Here are some recent observations and musings about what it is taking to get people to change these days. These points are based on what I see is lacking in many change efforts and what has worked. 

1. Help your resistant folks understand that change keeps the brain young. Its good for not just the company but for their own survival. The brain grows when it learns difficult things, not easy stuff. Besides there aren’t any places they can go work anymore that won’t expect you to have a digital brain. So get over it, essentially.

2. Teach them survival skills of emotional flexibility, optimism and mental toughness or courage. Trying to change them without teaching them how to change is almost willful abuse. It creates morbid anxiety.

3. Create a clear vision of what the new world will probably look like. Expose people to what the new system looks like and what it can do. One company we worked with had not even demonstrated the new software because it wasn’t customized yet and they didn’t want people to get “wrong ideas.” Show people what you know, tell them it will change and that you’re all learning together.

4. Tell them where you want to be in this new world and ask their help in how to get there. One Midwest hospital was advised that they needed to centralize X-Ray bookings for efficiency but the bookings for a specialized unit in an adjoining wing were so complex that only half the X-Rays were being done. After lots of staff and patient frustration, they were taken off the new system and their old system restored. People hate to be told what to do but will go along if they understand what has to happen and why, and if they felt that they were part of the process. They know their work better than you do. Just ask first.

5. They don’t get that they need to change. They say things like “If it ain’t broke, don’t fix it” or “We tried that and it didn’t work” or “We’ve always done it this way.”

    a. Play the Put Us Out of Business Game, where competing teams create new companies that can spot your company’s flaws and beat you up with them. That puts it out there and is hard to avoid or deny.

    b. Create something visual and dramatic to demonstrate the urgency for change. One company piled 85 different pipes on a huge table in the employee cafeteria - “This is what we are ordering every week. Every pipe is different and comes from a different manufacturer. But each manufacturer makes all pipes. We would save (millions) every month by orderings from the same manufacturer.”  Another department piled the table high with papers stating this is how much paper we waste every 15 minutes because we won’t use the (software system). One HR director did a time analysis and was shocked at how much time people were spending in wasted (not useful) meetings. She blew up beach balls of different colors, red for creative time, blue for operations-getting-stuff-done-time, yellow for employee coaching time, and green for wasted meeting time. She demonstrated that by removing the green balls, others could be substituted. Finally people could get what was happening and meetings dwindled.

6. Create a Change Leaders Network. Instead of trying for top down compliance, use a networked approach where flourishing forward-thinking (probably millennial) employees are identified as change agents, given special titles, bonuses and opportunities. If you’re worried about the hierarchy, that’s part of your problem. The agents are scattered strategically throughout the company and will create entrainment among the resistant.

= The data =
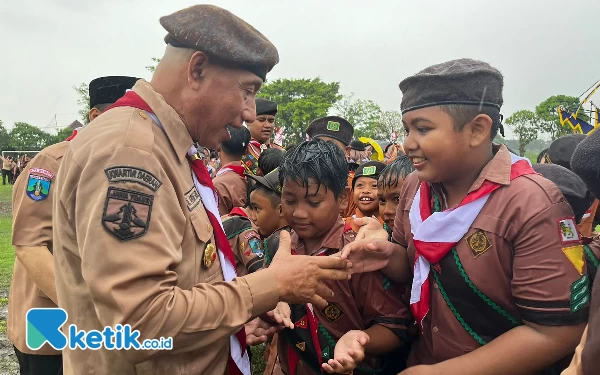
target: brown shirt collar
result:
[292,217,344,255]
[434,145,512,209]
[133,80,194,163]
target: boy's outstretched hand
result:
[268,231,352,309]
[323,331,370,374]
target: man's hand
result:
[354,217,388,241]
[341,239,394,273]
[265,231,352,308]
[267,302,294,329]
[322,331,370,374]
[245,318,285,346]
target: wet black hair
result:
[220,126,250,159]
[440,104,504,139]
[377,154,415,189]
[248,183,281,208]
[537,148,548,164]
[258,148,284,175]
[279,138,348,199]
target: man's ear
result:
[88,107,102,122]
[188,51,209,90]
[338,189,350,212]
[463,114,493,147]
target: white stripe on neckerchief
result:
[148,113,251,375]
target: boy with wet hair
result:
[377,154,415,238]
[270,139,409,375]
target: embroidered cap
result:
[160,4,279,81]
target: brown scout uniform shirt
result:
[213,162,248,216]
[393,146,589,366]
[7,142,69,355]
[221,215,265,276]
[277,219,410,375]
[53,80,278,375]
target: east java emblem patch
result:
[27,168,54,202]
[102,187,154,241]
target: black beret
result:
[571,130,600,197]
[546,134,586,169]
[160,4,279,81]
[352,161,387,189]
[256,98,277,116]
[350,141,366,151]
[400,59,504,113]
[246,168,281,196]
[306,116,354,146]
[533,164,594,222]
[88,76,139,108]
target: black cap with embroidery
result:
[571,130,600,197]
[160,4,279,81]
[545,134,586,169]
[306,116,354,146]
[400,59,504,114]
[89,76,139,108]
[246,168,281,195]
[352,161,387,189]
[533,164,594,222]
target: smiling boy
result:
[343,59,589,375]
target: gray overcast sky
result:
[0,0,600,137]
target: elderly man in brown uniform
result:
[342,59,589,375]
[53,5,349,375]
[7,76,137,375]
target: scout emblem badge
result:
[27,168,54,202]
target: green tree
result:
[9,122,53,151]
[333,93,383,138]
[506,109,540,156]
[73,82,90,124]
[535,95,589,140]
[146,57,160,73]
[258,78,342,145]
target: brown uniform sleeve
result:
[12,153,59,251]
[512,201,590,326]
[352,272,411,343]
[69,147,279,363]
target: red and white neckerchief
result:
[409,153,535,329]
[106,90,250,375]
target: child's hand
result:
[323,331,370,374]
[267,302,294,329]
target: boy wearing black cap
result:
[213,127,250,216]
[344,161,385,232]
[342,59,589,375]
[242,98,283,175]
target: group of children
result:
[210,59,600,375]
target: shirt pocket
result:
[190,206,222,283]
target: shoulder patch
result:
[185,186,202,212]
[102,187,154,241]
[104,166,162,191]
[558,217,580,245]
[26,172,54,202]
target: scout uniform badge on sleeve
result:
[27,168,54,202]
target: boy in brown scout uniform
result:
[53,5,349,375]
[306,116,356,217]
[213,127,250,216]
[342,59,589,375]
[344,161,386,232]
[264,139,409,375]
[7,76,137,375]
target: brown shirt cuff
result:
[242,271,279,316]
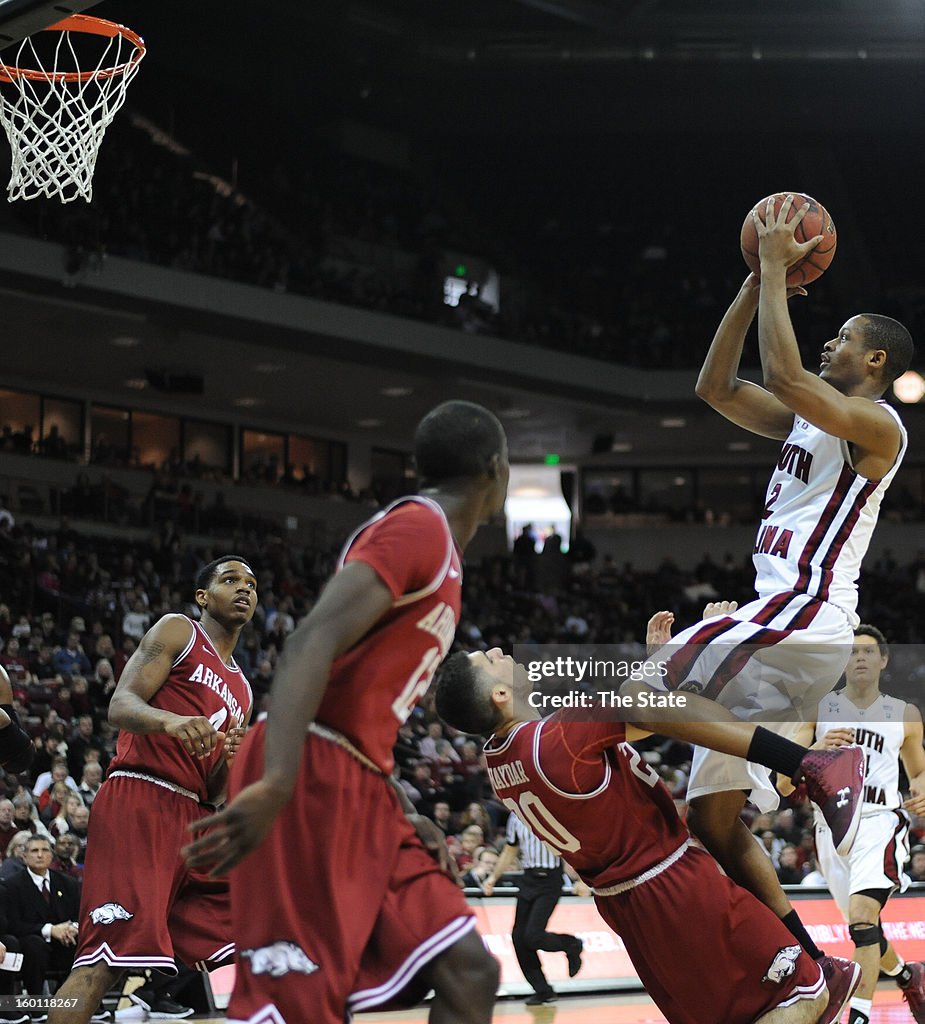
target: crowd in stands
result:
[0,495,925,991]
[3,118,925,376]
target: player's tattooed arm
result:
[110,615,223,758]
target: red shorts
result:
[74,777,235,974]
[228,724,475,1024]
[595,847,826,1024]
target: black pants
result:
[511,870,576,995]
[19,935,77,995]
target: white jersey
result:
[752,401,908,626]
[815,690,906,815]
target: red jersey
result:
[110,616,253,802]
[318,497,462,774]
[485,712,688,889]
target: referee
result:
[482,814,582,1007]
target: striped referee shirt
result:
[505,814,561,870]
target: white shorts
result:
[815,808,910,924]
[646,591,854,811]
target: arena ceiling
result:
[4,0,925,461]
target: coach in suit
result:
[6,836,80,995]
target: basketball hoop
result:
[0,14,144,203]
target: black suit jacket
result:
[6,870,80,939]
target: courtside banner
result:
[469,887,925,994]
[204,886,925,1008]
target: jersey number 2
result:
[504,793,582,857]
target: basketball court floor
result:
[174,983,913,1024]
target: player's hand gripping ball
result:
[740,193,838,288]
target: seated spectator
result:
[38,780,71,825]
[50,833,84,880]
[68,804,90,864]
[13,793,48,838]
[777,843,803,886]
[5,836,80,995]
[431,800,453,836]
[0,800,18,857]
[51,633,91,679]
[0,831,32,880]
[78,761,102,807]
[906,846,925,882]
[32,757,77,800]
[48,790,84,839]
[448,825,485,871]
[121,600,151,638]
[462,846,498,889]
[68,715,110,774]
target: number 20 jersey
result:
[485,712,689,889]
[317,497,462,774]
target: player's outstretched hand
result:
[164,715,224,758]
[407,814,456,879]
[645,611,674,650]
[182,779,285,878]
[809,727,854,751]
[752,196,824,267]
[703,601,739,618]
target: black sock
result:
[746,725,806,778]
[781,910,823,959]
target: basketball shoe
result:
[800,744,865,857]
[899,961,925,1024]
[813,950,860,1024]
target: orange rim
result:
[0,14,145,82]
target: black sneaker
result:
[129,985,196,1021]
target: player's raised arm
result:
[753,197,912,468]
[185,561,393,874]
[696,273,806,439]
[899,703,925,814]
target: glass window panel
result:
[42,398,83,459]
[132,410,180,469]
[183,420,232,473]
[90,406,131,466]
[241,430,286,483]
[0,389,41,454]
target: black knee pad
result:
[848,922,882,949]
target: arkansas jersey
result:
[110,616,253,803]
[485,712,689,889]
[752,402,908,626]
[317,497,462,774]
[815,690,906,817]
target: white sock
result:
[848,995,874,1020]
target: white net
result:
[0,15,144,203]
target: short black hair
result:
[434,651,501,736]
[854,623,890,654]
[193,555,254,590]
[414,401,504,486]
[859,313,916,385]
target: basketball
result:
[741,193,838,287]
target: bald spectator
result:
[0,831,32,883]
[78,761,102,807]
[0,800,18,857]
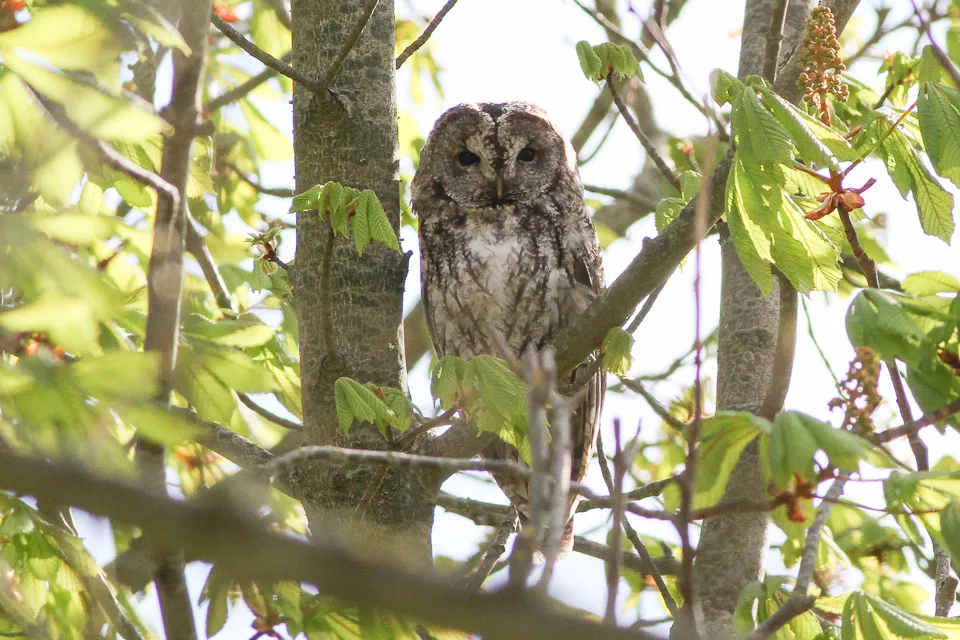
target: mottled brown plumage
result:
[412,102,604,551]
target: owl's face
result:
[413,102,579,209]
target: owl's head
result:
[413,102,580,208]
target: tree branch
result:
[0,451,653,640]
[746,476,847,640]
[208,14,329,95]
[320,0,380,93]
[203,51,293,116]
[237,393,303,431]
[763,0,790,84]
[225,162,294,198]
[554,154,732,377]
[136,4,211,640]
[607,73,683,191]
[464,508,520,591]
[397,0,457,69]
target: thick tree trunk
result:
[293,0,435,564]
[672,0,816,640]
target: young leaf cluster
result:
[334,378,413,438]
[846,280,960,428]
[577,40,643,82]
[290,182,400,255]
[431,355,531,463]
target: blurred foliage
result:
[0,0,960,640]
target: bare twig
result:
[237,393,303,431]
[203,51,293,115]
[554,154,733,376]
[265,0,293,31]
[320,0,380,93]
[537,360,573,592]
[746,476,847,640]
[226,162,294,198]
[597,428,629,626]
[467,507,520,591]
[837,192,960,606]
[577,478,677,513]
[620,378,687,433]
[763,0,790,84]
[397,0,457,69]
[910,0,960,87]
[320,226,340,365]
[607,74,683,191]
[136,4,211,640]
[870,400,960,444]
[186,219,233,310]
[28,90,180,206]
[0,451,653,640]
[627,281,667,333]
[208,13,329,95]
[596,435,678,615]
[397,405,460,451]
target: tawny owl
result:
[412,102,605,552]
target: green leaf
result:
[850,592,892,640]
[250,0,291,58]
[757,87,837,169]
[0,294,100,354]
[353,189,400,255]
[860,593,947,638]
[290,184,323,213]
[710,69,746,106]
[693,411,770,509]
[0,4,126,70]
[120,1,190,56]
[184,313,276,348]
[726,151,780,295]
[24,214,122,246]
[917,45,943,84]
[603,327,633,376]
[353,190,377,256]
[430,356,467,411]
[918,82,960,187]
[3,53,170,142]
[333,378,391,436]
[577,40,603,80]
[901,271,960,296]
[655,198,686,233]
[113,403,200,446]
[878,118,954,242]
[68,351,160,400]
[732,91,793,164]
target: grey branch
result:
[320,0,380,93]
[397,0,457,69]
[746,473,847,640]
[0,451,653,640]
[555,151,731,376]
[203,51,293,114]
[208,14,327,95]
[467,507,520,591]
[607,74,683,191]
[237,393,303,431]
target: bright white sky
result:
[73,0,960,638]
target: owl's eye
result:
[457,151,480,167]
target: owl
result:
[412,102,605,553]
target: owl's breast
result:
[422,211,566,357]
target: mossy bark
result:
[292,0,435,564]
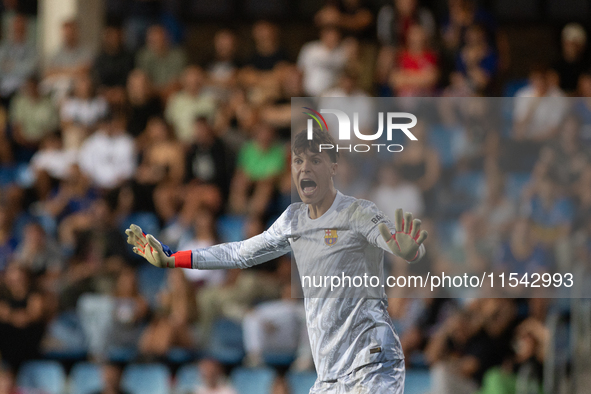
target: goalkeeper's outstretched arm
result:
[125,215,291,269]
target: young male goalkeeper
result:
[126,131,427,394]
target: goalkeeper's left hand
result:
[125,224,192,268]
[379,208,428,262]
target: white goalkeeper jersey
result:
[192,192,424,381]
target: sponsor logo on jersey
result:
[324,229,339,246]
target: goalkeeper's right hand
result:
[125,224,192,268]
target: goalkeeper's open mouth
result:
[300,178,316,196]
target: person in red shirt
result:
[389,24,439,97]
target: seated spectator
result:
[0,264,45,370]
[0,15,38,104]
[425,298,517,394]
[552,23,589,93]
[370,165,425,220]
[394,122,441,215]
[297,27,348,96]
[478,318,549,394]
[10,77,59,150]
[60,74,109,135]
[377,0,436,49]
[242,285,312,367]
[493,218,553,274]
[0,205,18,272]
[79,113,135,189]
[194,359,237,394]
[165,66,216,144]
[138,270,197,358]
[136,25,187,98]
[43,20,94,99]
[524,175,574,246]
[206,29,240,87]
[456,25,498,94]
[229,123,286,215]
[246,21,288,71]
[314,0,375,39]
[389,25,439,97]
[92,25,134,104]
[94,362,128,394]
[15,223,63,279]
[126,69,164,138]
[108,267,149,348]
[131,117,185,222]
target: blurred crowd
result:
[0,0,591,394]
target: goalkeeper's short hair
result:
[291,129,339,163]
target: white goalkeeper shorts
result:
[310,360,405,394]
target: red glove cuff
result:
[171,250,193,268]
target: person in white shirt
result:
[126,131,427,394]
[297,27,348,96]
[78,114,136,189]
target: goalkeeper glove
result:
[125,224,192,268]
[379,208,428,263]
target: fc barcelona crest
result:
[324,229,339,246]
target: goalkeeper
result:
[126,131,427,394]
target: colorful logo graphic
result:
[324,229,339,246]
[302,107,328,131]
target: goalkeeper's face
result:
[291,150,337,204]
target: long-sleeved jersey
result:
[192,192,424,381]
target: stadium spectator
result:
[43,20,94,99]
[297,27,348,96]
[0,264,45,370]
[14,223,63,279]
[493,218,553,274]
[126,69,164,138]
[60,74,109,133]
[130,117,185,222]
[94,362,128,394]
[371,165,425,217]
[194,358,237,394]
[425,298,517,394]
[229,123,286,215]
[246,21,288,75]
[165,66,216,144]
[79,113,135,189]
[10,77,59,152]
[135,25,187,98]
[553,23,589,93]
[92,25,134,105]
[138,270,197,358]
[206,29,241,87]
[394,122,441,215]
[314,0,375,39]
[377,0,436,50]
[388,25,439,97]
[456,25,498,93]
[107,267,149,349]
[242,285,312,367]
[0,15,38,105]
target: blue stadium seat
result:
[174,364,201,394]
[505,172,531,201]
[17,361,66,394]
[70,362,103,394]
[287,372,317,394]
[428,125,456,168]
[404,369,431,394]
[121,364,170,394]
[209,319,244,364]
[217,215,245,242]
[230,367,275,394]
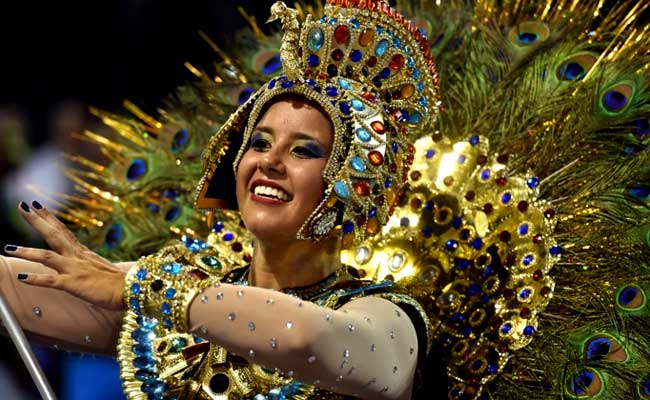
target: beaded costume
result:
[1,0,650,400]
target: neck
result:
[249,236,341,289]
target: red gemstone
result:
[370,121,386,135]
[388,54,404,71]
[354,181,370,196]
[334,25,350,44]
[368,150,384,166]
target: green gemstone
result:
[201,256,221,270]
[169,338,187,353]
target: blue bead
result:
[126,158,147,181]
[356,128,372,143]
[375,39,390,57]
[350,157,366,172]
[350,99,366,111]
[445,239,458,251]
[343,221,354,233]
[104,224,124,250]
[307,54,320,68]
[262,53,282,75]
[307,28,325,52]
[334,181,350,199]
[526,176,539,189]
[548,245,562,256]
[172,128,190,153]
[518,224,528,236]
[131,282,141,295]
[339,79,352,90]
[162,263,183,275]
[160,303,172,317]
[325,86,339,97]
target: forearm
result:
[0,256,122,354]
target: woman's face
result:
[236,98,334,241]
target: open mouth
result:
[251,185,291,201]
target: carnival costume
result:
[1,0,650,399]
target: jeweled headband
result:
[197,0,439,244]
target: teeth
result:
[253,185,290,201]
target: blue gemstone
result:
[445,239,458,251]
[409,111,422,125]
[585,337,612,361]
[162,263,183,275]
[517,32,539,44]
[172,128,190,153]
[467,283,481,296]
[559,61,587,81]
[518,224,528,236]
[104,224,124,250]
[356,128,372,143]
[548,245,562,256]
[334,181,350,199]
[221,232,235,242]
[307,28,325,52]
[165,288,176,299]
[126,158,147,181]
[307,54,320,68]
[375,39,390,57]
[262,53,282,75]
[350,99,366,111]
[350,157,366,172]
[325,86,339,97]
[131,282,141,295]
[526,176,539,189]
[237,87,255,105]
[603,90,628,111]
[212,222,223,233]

= Using the information =
1. Answer these questions using the article on workplace change:
(a) How many pipes did one company pile on a table in the employee cafeteria?
(b) What color of beach ball stood for wasted meeting time?
(c) According to point 1, what kind of learning makes the brain grow?
2. Echo a part of the article on workplace change word for word. Begin at the words "Here are some" and stop after the words "over it, essentially.".
The material comes from a different source than the article on workplace change.

= Exercise results =
1.
(a) 85
(b) Green
(c) Learning difficult things

2.
Here are some recent observations and musings about what it is taking to get people to change these days. These points are based on what I see is lacking in many change efforts and what has worked. 

1. Help your resistant folks understand that change keeps the brain young. Its good for not just the company but for their own survival. The brain grows when it learns difficult things, not easy stuff. Besides there aren’t any places they can go work anymore that won’t expect you to have a digital brain. So get over it, essentially.